# Opinions on Frosty, Please!



## thegoatgirl (Nov 27, 2011)

Hey all! 
I would love some critiques on my Doe Hull's HJE Frosty Morning and her udder! She is pictured with a 10 hour fill 3 days fresh. She's a FF.


















Thanks!


----------



## ptgoats45 (Nov 28, 2011)

She's a nice looking doe. Smoothly blended, level, good brisket and strong feet and legs. She could be a bit longer bodied and have more depth, but that should come as she ages/grows. Her udder looks pretty nice, smooth in the fore with good extension, good capacity for a FF. She could use a higher, tighter rear udder, better teat placement and more width to the rear udder. At 3 days fresh, her udder should still gain a lot in capacity. One of my Alpine FF this year had a fairly small udder when she first freshened but by about a month and a half fresh it had doubled in size with a 12 hour fill.


----------



## StarMFarm (Jan 17, 2013)

She is just beautiful! Absolutely love her


----------



## peggy (Aug 11, 2010)

She is beautiful. She has nice conformation. Very long neck and a beautiful alpine head. High withers, level back, nice brisket, good legs and feet and well extended fore udder. I think her rear udder could be higher and wider but that could be better with a 12 hour fill. Nice medial and nice size teats but they could be a little more plumb. Overall she is a really nice doe and I would be proud to own her. How much milk is she producing??

RECORDS SHOWN
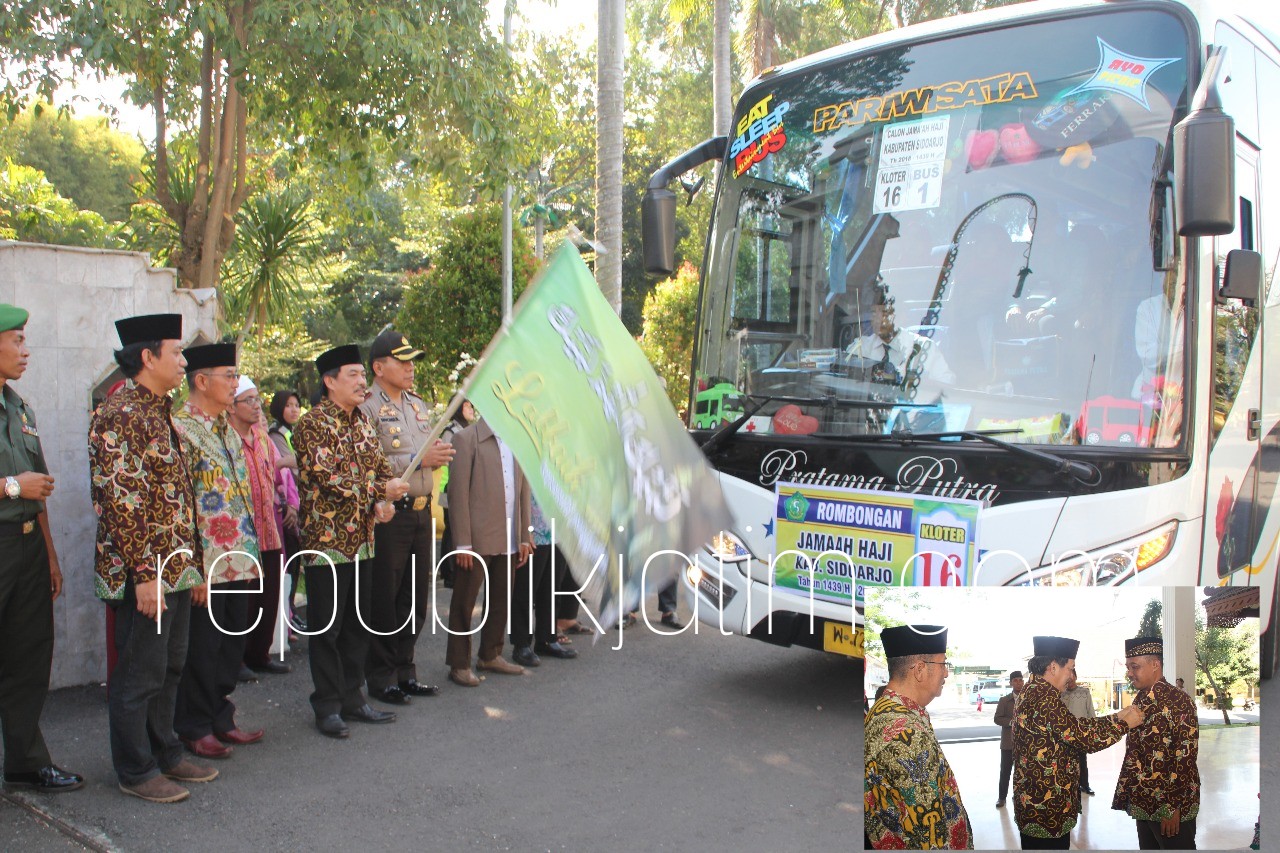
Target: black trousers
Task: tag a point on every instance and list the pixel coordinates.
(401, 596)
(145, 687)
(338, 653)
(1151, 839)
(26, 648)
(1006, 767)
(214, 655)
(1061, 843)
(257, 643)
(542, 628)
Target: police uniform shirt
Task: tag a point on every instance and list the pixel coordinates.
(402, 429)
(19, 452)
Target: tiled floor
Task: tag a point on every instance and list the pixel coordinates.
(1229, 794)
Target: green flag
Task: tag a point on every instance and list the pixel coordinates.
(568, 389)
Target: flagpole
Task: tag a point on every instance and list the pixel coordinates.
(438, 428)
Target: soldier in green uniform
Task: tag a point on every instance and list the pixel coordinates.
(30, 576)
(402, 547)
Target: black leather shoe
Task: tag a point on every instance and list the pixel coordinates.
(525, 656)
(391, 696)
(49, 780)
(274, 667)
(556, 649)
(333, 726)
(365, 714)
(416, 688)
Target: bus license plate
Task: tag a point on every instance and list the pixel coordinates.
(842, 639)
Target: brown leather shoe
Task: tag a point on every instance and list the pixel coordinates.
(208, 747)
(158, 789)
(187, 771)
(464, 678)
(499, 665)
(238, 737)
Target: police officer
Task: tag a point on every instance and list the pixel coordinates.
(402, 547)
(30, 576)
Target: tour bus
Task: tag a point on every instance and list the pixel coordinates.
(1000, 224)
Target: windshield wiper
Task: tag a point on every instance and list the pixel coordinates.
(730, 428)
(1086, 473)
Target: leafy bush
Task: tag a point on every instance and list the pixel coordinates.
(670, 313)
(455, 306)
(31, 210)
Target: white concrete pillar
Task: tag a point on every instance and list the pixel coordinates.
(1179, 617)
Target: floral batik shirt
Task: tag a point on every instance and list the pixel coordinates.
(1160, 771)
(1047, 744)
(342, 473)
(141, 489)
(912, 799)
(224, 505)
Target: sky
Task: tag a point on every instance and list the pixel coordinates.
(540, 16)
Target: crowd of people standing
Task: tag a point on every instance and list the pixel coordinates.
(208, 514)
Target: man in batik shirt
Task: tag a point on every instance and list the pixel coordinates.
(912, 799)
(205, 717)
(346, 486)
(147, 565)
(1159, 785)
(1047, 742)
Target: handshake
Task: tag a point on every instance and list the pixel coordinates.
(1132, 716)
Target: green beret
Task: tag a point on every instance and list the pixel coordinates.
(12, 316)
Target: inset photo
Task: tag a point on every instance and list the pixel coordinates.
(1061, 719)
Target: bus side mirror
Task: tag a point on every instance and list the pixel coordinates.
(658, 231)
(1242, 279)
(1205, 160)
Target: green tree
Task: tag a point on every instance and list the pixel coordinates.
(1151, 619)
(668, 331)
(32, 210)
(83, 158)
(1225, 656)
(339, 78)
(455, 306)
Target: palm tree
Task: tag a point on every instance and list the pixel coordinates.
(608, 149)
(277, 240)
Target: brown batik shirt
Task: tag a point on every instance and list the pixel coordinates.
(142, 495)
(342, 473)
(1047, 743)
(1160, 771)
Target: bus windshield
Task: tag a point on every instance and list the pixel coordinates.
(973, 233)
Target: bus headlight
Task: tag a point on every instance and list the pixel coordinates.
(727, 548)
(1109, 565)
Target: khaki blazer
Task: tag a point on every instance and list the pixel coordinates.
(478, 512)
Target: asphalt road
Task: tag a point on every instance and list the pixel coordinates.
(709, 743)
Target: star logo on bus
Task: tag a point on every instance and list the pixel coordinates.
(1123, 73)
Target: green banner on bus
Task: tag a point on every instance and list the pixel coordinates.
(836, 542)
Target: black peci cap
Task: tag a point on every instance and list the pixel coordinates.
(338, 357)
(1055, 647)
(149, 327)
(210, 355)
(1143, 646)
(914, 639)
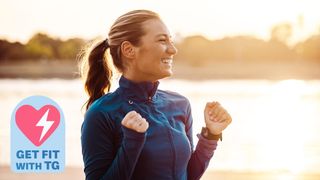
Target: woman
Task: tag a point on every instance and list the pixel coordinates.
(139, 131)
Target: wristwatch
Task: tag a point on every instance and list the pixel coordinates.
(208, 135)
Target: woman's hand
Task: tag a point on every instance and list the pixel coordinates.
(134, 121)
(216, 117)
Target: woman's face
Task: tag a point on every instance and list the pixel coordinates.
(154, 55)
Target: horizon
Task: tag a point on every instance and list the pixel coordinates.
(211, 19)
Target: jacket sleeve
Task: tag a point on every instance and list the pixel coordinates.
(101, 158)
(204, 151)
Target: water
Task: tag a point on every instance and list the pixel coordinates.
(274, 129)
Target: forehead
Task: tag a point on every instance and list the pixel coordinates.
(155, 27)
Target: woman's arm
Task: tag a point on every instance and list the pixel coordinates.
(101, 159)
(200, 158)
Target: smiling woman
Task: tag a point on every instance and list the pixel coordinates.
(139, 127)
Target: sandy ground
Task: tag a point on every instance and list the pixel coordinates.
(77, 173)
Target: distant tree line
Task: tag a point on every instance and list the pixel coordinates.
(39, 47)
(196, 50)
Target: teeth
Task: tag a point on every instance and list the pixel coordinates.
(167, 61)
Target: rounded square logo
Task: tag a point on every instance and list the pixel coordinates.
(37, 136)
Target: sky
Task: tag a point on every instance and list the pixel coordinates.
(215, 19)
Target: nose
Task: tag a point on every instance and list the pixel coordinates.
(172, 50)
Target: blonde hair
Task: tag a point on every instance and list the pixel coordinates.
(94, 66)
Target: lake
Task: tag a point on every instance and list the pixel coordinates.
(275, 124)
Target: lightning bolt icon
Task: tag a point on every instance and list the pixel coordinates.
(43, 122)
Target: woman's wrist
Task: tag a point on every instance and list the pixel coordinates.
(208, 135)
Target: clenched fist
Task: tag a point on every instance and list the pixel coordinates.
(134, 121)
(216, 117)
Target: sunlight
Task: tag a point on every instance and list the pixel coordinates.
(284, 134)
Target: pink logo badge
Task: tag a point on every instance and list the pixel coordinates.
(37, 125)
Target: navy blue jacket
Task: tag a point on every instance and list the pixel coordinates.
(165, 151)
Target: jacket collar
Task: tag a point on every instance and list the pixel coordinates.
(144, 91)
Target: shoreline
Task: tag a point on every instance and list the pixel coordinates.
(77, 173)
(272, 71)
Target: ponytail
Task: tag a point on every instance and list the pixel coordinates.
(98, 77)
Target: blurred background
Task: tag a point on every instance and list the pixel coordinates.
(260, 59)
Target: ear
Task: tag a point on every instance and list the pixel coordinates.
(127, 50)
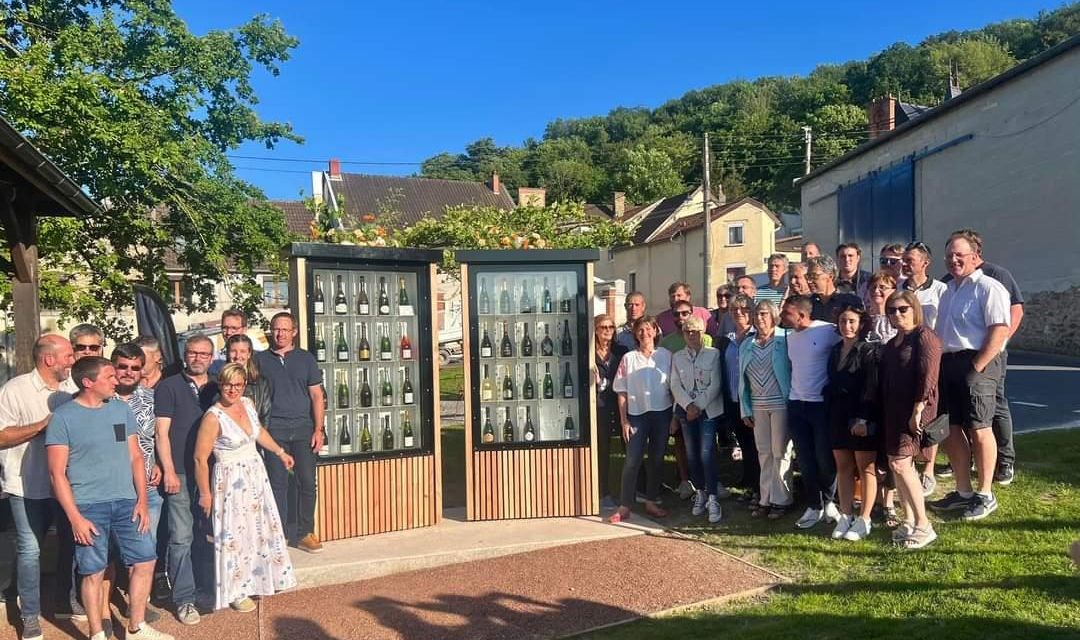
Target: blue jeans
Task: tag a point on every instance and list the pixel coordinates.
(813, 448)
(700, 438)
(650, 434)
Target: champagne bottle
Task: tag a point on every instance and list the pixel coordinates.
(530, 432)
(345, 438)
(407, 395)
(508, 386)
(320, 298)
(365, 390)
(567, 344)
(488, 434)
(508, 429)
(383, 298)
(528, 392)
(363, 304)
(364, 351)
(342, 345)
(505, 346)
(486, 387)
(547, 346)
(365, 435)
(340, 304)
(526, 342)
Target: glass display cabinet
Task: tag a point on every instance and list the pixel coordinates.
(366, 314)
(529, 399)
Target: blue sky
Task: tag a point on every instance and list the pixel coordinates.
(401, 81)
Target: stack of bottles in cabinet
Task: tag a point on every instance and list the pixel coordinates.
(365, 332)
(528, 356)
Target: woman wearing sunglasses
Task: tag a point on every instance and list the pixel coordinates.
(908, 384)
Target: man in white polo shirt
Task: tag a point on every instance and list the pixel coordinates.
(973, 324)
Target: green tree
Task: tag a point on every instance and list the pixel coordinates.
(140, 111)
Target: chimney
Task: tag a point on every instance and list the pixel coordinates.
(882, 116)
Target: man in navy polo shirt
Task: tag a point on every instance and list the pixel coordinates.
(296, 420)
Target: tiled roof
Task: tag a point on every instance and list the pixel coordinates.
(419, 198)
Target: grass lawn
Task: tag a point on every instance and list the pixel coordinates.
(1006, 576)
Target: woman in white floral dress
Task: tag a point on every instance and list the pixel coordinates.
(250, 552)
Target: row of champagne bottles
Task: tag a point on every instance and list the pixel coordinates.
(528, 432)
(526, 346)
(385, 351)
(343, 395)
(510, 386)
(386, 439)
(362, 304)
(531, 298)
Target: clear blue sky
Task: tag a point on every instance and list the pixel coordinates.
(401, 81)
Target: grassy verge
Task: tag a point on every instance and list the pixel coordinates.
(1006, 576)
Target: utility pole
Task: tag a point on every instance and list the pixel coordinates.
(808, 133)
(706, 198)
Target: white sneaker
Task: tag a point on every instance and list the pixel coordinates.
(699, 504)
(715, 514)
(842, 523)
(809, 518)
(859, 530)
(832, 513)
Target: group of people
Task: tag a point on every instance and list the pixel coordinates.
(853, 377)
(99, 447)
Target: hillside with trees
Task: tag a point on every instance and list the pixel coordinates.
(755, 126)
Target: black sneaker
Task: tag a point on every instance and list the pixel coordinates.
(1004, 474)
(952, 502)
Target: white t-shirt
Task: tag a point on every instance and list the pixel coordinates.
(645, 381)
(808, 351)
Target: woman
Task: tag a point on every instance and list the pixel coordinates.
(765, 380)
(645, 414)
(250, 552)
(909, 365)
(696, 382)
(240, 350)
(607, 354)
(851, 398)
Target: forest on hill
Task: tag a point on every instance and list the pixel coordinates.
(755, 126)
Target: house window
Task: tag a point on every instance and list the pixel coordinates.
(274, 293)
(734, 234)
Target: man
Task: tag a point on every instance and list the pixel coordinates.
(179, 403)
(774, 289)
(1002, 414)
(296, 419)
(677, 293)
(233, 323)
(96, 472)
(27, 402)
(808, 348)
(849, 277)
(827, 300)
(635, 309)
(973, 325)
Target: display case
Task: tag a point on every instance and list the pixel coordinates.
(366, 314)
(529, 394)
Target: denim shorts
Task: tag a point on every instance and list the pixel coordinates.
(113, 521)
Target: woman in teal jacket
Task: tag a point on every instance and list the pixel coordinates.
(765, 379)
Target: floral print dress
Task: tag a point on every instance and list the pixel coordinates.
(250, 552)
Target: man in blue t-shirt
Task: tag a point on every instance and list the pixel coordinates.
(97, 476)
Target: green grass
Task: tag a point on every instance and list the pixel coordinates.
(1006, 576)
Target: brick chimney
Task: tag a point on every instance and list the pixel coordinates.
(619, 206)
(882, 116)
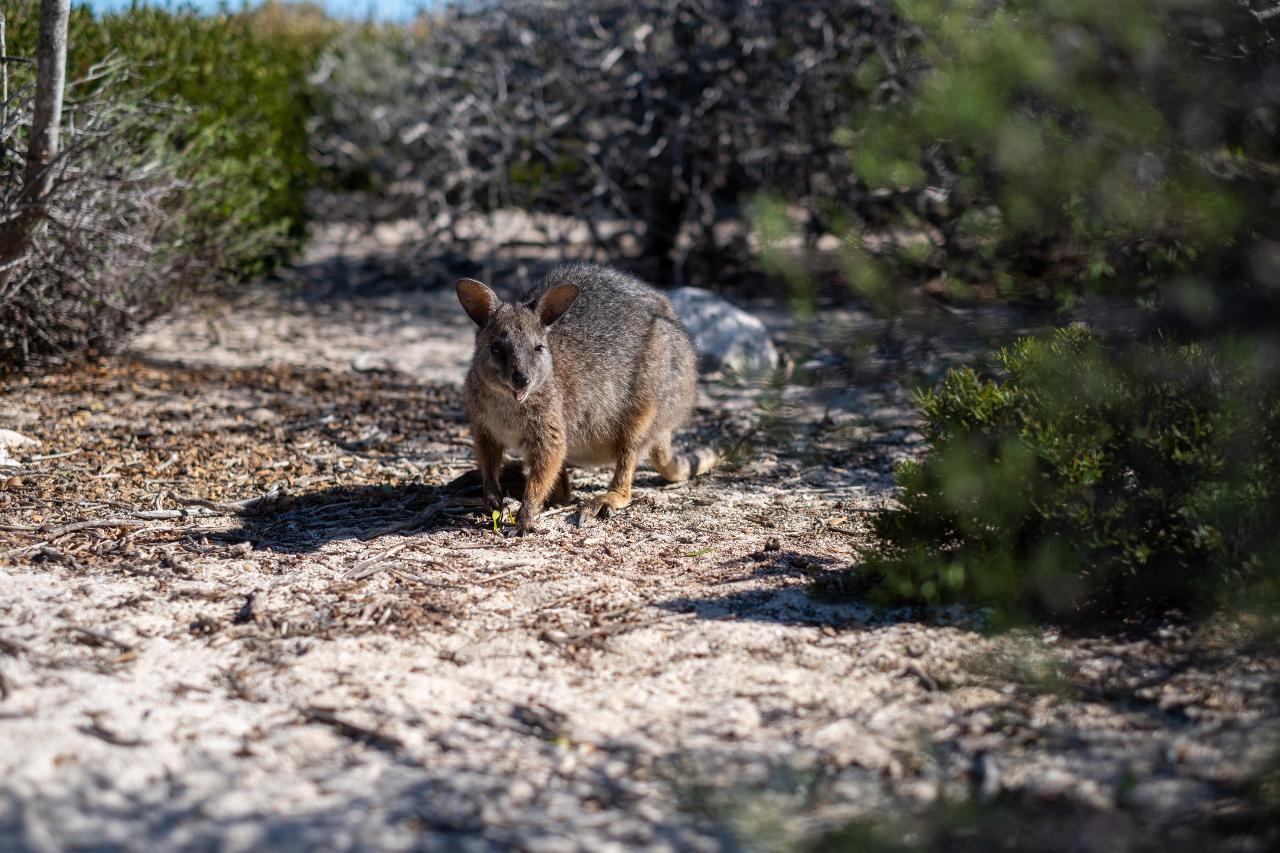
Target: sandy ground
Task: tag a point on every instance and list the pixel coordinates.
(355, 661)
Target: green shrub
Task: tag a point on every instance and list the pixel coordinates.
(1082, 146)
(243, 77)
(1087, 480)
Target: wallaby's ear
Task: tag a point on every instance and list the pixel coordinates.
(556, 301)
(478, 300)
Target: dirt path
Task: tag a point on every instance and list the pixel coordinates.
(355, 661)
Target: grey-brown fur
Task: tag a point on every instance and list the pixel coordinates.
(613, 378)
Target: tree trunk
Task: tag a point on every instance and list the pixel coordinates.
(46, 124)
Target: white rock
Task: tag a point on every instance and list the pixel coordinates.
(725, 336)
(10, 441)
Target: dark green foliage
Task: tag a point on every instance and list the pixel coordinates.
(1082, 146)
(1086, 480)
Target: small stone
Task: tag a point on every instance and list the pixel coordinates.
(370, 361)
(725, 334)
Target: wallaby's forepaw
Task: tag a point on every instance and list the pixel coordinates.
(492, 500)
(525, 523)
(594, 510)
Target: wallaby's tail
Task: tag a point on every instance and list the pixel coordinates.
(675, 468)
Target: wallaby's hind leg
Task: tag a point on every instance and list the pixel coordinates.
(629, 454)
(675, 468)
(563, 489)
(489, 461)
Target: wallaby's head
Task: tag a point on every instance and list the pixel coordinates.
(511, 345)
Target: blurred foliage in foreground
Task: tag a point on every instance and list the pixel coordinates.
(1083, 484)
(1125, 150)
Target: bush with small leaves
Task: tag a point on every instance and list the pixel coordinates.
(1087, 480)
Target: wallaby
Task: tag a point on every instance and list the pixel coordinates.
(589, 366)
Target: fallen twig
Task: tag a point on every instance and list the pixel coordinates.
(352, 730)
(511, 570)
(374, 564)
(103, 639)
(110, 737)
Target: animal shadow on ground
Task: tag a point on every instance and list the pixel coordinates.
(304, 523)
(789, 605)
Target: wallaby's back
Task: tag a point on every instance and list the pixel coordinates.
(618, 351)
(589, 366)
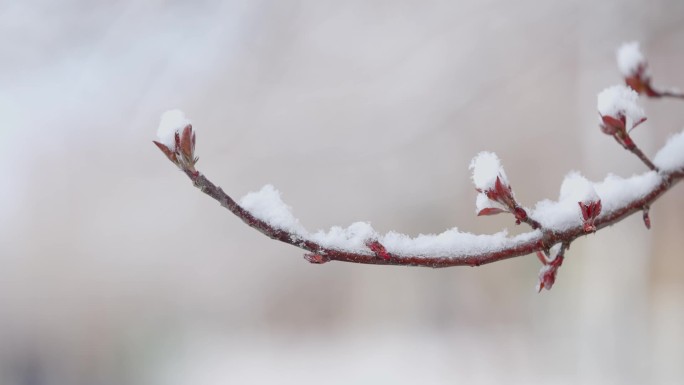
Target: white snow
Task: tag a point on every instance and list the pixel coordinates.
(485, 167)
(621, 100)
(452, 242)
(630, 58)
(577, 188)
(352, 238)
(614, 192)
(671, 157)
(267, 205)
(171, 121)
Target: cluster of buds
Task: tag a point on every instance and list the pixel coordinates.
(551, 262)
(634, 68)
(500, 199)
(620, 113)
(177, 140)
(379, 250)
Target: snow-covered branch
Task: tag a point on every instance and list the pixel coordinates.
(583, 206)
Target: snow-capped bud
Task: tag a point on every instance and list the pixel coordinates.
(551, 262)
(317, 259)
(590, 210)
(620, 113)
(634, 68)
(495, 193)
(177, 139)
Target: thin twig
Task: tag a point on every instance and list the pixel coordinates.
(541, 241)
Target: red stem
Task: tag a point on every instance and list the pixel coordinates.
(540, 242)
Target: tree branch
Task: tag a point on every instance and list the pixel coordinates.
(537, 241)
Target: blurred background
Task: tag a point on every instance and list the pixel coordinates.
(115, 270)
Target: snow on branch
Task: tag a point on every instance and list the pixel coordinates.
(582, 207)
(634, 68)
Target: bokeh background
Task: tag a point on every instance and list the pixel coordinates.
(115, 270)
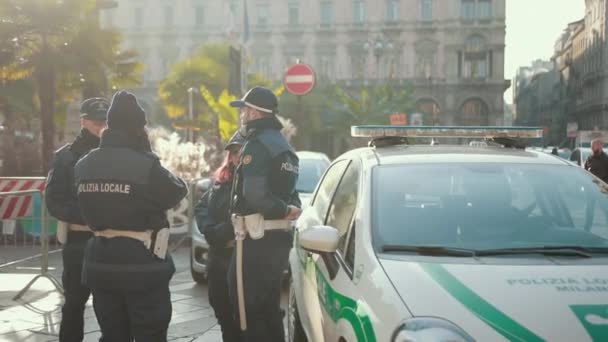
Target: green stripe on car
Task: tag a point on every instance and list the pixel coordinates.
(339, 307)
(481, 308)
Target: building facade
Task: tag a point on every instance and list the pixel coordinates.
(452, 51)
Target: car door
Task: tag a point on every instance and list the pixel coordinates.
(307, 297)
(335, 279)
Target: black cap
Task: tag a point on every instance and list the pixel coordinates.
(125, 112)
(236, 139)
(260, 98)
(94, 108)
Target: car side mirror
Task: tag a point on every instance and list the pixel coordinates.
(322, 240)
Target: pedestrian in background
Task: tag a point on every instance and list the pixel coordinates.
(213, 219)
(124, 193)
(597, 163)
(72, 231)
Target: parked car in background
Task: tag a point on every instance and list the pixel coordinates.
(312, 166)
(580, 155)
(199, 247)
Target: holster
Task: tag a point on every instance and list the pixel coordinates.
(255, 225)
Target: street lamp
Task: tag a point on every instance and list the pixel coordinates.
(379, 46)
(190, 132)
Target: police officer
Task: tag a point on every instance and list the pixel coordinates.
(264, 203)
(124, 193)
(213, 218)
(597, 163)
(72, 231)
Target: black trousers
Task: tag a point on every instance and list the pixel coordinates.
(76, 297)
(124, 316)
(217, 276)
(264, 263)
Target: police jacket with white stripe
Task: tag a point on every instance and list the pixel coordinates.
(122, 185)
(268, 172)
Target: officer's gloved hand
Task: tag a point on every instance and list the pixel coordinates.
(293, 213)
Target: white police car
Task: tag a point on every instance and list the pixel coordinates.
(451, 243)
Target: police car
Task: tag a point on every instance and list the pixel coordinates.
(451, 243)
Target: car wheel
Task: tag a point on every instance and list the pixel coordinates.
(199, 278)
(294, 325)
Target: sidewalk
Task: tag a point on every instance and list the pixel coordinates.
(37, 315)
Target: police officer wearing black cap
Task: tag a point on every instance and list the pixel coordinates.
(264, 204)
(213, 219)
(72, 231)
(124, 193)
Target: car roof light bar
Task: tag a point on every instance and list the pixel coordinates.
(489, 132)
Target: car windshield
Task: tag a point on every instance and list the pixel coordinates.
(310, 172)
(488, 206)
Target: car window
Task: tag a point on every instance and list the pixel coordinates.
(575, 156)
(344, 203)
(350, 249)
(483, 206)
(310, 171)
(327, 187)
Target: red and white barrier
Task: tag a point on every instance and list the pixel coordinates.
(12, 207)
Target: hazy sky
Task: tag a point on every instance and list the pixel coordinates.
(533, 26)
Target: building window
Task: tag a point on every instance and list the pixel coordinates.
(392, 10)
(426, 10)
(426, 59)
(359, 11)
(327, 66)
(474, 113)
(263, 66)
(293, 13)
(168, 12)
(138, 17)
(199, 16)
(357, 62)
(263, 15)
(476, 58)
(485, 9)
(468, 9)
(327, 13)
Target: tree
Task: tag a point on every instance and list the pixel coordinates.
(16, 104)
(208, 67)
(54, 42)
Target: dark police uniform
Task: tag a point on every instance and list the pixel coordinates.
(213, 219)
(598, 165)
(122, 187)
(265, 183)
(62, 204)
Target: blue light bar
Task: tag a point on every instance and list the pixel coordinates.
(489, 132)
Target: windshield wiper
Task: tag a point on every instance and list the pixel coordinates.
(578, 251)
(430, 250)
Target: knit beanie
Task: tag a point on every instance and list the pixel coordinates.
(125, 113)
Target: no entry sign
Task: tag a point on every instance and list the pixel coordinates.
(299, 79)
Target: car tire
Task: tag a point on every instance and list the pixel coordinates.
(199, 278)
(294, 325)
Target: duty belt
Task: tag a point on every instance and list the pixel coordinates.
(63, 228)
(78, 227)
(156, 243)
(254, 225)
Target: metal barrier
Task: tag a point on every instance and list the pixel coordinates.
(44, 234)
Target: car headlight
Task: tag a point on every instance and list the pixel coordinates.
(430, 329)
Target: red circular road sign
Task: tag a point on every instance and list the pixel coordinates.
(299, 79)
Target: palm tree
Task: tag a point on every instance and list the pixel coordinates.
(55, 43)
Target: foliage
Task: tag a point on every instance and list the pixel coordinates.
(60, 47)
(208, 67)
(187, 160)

PROBLEM A
In the forum thread about Frosty:
(i) How many days fresh was she when she was pictured?
(ii) By about how long after freshening had the udder of ptgoats45's Alpine first freshener doubled in size?
(iii) What fill does peggy say could make the rear udder better?
PROBLEM B
Provide a continuation of the forum thread critiquing Frosty, picking up after its final post.

TASK RESULT A
(i) 3 days fresh.
(ii) About a month and a half.
(iii) A 12 hour fill.

TASK RESULT B
----------



## thegoatgirl (Nov 27, 2011)

Thank you all! Peggy-she's producing a bit over a gallon a day right now.  I don't understand how that much milk can fir in that small udder!


----------



## clearwtrbeach (May 10, 2012)

Very pretty girl. I think the critique's given so far are ones I agree with.


----------



## HerdQueen (Oct 15, 2012)

My critque is WOW, nice doe!


----------



## mjs500doo (Nov 24, 2012)

She's a nice doe, I'd love to see her with a show fill.


----------



## Little-Bits-N-Pieces (Apr 7, 2013)

She has good conformation, I would like to see more depth and length of the body, and a slightly longer neck. She looks like she's a yearling so she will still grow. 
With her udder, the rear attachments are a bit weak, and the teat placement is a tad bit off. She milks well for a first freshener. She will have more production every year she is in milk.


----------



## KW Farms (Jun 21, 2008)

Beautiful doe. Love her body conformation. Her udder isn't bad. Teats could be more centered, she could use more capacity, and better height and width through the escutcheon. Overall udder shape looks pretty good. For a FF...not bad at all.


----------



## peggy (Aug 11, 2010)

That is a good amount for a FF. Her udder is tucked up under her in the fore area so she carries her milk higher. She will grow and mature with each kidding and get deeper and produce more. You have a keeper here!!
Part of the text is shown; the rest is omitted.